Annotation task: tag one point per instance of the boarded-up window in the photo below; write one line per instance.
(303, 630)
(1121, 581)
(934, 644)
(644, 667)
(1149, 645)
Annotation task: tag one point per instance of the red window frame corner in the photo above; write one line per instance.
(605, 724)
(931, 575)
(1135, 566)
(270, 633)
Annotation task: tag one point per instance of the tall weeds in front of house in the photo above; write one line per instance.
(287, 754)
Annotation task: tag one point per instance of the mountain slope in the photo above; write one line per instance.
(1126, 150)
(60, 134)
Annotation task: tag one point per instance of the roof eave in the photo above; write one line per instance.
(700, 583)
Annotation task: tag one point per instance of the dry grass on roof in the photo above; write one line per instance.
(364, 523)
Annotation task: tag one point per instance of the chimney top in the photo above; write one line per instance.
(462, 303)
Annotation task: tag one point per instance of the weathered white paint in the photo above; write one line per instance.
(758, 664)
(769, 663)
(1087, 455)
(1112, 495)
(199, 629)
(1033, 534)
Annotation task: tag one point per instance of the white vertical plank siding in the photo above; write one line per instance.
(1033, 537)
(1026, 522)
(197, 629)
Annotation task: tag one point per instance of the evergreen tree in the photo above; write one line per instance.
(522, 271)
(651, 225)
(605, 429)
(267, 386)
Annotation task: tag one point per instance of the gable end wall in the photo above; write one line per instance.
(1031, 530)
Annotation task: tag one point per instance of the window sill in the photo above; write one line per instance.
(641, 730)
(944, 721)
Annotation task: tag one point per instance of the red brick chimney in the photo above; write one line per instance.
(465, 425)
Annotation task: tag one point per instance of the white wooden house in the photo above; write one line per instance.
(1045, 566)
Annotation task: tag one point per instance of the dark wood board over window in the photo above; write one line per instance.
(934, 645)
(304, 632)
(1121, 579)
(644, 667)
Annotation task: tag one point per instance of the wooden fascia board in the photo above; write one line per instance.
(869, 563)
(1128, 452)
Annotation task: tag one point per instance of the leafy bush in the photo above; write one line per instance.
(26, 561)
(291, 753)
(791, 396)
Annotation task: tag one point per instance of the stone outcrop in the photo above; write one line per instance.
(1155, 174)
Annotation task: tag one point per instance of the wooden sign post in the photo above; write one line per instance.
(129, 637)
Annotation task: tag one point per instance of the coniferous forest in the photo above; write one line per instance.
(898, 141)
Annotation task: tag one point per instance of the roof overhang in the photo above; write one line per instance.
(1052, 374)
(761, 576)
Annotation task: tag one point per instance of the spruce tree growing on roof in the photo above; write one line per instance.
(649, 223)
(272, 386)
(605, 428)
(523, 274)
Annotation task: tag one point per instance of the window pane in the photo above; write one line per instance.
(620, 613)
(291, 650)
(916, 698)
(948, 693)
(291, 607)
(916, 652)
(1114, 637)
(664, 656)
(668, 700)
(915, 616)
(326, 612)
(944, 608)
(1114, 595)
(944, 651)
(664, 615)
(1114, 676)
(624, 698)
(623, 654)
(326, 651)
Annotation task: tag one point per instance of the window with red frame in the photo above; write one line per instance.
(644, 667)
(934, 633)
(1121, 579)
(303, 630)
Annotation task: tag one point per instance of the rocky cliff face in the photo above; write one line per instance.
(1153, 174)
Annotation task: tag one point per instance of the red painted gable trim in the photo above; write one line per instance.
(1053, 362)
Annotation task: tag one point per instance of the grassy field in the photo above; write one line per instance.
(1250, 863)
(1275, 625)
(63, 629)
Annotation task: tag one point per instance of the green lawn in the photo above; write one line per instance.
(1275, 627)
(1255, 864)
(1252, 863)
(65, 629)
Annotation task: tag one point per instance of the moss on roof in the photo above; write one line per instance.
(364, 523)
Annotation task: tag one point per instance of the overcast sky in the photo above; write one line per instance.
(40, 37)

* * *

#### Brief
Set down the listing in full, keeping every word exactly as it is.

#### Written solution
Annotation task: tag one point per instance of the boarded-up window in the photo below; write one line per instance.
(303, 630)
(1121, 581)
(934, 644)
(644, 667)
(1149, 645)
Annotation task: tag one point per instance of the red window frame corner in the photo above; write one line per instance.
(605, 724)
(931, 575)
(1135, 566)
(270, 633)
Annotation task: tag one point per instance of the tall weeds in front of house in the photo above; write one line per instance.
(287, 754)
Annotation task: tag one point per instance of the mountain slope in the photo above; write one line per instance.
(1126, 150)
(60, 134)
Annotation task: tag one point per instance of the roof eave in the photo above; write one line per instance.
(700, 583)
Annotation task: tag one point per instance of the dry grass on roof in the photo above; write one line per instance.
(364, 523)
Annotation task: tag one point per instance of the chimney top in the photo above; write one line per instance.
(462, 303)
Annotation task: tag one point per instance of the weathered white paint in the photo above; write one line per instance.
(758, 664)
(769, 663)
(1087, 455)
(1112, 495)
(199, 629)
(1033, 534)
Annotation task: tag one point per instance of the white vertical plank siding in the photo above; write one line per instance.
(1033, 537)
(1026, 522)
(197, 629)
Annotation task: tag one point per instance of the evergreen tree in the photo above; write one line per instance.
(522, 271)
(651, 225)
(605, 429)
(267, 386)
Annotation task: tag one point per instance of the gable end wall in the photo above; write one line per instance.
(1031, 530)
Annotation task: tag one point per instance of the window sill in the photo above; write one line per instance.
(641, 730)
(944, 721)
Annotation task: tag one point per instance of the red brick chimney in the photo above; write one line per instance.
(465, 425)
Annotation task: tag one point per instance of the white wooden house in the photo above; write one line per instance.
(1045, 566)
Annotation task: tag one point per instance of the dark wood board over window in the photo above; write one line per instance.
(934, 645)
(304, 632)
(1121, 579)
(644, 667)
Annotation task: tag one point per instance of the wooden fascia board in the photo above; write one line per instance.
(869, 563)
(1128, 452)
Annotation task: tag one point per instance of the leafy bush in the photo above; write one line per instance.
(26, 561)
(291, 753)
(791, 396)
Annotation task: tag one point per instance of the stone outcrop in the photo above; write one line per instance.
(1155, 174)
Annotation task: tag one point per instance of the wooden sign post in the photo above; write one line per instance.
(129, 637)
Annotation task: tag one point per instance of the coniferous forest in the photo above; write one line per instance.
(898, 141)
Annotation task: tag one point per instance of the roof overhang in the photo above; write one line per instance.
(1052, 374)
(761, 576)
Annotation task: tag one point per instance of the spruce tree growing on roof in the photo above; write one line per instance.
(649, 223)
(272, 386)
(605, 428)
(523, 274)
Annotation task: tag one point per instance of the window pane in the photo above; write one line per instance.
(620, 613)
(291, 650)
(916, 698)
(948, 693)
(291, 607)
(916, 652)
(1114, 637)
(664, 656)
(668, 700)
(915, 616)
(326, 612)
(944, 608)
(1114, 595)
(944, 651)
(664, 615)
(1114, 676)
(624, 698)
(623, 654)
(326, 651)
Annotation task: tag one point per instance of the window with red frame in the photo above; write one line per instance.
(644, 667)
(934, 633)
(1121, 579)
(303, 630)
Annotation task: tag one point per instance of the rocky cliff face in the photo above; write one line per instance.
(1153, 174)
Annotation task: tag one point per instance of the red painted gable trim in the photo above; write one line per instance.
(1053, 362)
Annotation task: tag one point per instance of the grassy field in the photo above; write one line per instance.
(1250, 863)
(1275, 625)
(63, 629)
Annotation task: tag one point per instance of the green lawn in the photo above; write one line per instance.
(1275, 627)
(1255, 864)
(1252, 863)
(65, 629)
Annotation task: tag one point per instance of the moss on roof in the photo above; write one line per instance.
(364, 523)
Annotation task: tag one point per instance of the overcast sky in the photo above; write one line per instance.
(40, 37)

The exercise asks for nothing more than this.